> **PROBLEM STATEMENT**
Return every row below verbatim, changing nothing.

> **Collection entries**
..........

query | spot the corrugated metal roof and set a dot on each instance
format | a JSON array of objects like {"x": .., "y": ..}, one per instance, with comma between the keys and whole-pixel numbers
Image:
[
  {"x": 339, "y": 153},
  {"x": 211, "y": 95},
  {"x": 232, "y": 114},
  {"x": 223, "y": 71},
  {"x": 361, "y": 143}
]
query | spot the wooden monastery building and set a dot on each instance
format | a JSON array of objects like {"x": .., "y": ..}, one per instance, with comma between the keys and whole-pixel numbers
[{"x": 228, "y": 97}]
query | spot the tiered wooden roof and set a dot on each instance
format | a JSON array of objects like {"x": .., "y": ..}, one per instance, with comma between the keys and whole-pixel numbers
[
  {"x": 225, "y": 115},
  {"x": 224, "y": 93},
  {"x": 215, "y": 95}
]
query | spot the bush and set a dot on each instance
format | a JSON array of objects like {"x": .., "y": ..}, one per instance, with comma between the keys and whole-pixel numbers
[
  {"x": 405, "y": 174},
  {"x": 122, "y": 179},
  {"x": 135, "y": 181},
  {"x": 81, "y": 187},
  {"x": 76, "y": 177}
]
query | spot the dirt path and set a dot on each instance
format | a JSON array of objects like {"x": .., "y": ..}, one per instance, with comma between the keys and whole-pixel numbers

..........

> **EXERCISE ANSWER**
query | spot the corrugated metal roof and set a dot on each instance
format | a JSON array of objects like {"x": .., "y": ..}, one per instance, with comma between the keys and whole-pixel numbers
Image:
[
  {"x": 339, "y": 153},
  {"x": 211, "y": 95},
  {"x": 232, "y": 114},
  {"x": 223, "y": 71},
  {"x": 361, "y": 143}
]
query | spot the wooden monastery building and set a dot on each instance
format | a JSON array of objects like {"x": .., "y": ..}, one per instance, with comma between the keys and whole-pixel numbers
[{"x": 228, "y": 97}]
query | spot the tiered wooden roof and set a dot on each instance
format | a JSON array of objects like {"x": .., "y": ..}, one per instance, with comma between the keys and whole-pixel numbers
[
  {"x": 225, "y": 115},
  {"x": 224, "y": 93},
  {"x": 215, "y": 95}
]
query | spot the bush and set a dot on each instance
format | a JSON array of objects like {"x": .., "y": ..}, one per instance, with comma between the keys and whole-pixel numbers
[
  {"x": 405, "y": 174},
  {"x": 122, "y": 179},
  {"x": 135, "y": 181},
  {"x": 81, "y": 187},
  {"x": 76, "y": 177}
]
query | spot the dirt path and set a dot on each instance
format | a JSON array of objects like {"x": .., "y": ..}, one per instance, with comma between the keys and whole-pixel numbers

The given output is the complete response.